All of the data below should be copied exactly as it stands.

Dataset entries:
★ ★ ★ ★

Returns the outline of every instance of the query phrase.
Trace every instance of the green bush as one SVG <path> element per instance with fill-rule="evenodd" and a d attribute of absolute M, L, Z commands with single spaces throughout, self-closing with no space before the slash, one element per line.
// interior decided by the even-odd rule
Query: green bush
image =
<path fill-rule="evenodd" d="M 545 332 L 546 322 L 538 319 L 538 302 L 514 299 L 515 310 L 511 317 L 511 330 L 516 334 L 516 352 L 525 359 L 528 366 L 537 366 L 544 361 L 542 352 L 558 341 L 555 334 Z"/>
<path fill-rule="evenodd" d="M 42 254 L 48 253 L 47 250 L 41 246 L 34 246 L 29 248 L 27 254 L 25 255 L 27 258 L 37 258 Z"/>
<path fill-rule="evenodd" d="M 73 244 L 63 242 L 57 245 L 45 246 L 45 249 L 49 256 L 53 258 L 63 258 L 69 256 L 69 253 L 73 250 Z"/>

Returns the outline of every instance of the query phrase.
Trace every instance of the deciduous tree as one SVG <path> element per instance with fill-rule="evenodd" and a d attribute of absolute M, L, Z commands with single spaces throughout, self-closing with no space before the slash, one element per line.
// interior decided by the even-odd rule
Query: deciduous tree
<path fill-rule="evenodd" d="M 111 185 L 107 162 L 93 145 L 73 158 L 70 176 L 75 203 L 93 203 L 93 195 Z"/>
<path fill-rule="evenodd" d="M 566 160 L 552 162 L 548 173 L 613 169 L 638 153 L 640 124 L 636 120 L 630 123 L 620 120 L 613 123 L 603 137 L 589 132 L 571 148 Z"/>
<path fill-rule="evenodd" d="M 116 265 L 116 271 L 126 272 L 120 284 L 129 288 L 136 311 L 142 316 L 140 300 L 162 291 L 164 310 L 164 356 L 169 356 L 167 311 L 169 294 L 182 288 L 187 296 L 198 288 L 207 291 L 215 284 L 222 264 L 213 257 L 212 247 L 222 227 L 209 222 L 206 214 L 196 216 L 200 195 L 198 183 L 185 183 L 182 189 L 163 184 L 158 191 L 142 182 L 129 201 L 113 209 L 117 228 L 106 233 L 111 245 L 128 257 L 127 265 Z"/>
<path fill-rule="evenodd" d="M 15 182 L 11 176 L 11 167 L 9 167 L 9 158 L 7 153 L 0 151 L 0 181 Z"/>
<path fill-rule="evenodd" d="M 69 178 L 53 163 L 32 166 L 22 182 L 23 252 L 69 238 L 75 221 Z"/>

★ ★ ★ ★

WRITTEN ANSWER:
Returns the outline of every instance of the query phrase.
Trace every instance of the green bush as one SVG <path> element per instance with fill-rule="evenodd" and a d attribute of absolute M, L, Z commands with single spaces throughout, self-closing with no space before the slash, one element per line.
// interior decided by the even-odd rule
Query: green bush
image =
<path fill-rule="evenodd" d="M 545 332 L 546 322 L 538 319 L 538 302 L 514 299 L 515 310 L 511 317 L 511 330 L 516 334 L 516 352 L 525 359 L 528 366 L 537 366 L 544 361 L 542 352 L 558 341 L 555 334 Z"/>
<path fill-rule="evenodd" d="M 42 254 L 48 253 L 47 250 L 41 246 L 34 246 L 29 248 L 27 254 L 25 255 L 27 258 L 37 258 Z"/>
<path fill-rule="evenodd" d="M 73 244 L 63 242 L 57 245 L 45 246 L 45 249 L 49 256 L 53 258 L 63 258 L 69 256 L 69 253 L 73 250 Z"/>

Returns the outline of every instance of the query phrase.
Trace every instance of the deciduous tree as one SVG <path> element per instance with fill-rule="evenodd" and a d attribute of absolute M, L, Z commands with single spaces throughout, self-closing with no space before the slash, one element per line.
// interior decided by the even-odd rule
Query: deciduous tree
<path fill-rule="evenodd" d="M 111 185 L 107 162 L 93 145 L 73 158 L 70 176 L 75 203 L 93 203 L 93 195 Z"/>
<path fill-rule="evenodd" d="M 566 160 L 552 162 L 548 173 L 613 169 L 638 153 L 640 124 L 636 120 L 630 123 L 620 120 L 613 123 L 603 137 L 589 132 L 571 148 Z"/>
<path fill-rule="evenodd" d="M 116 265 L 116 271 L 126 272 L 120 284 L 129 288 L 136 311 L 142 316 L 140 300 L 162 291 L 164 310 L 164 356 L 169 356 L 167 311 L 169 294 L 182 288 L 187 296 L 198 288 L 207 291 L 215 284 L 222 264 L 213 257 L 212 247 L 222 227 L 209 222 L 206 214 L 196 216 L 200 195 L 198 183 L 185 183 L 182 189 L 163 184 L 158 191 L 142 182 L 129 201 L 113 209 L 117 228 L 106 233 L 111 245 L 128 257 L 127 265 Z"/>
<path fill-rule="evenodd" d="M 15 182 L 11 176 L 11 167 L 9 167 L 9 158 L 7 153 L 0 151 L 0 181 Z"/>
<path fill-rule="evenodd" d="M 69 178 L 53 163 L 32 166 L 22 182 L 23 252 L 69 238 L 75 221 Z"/>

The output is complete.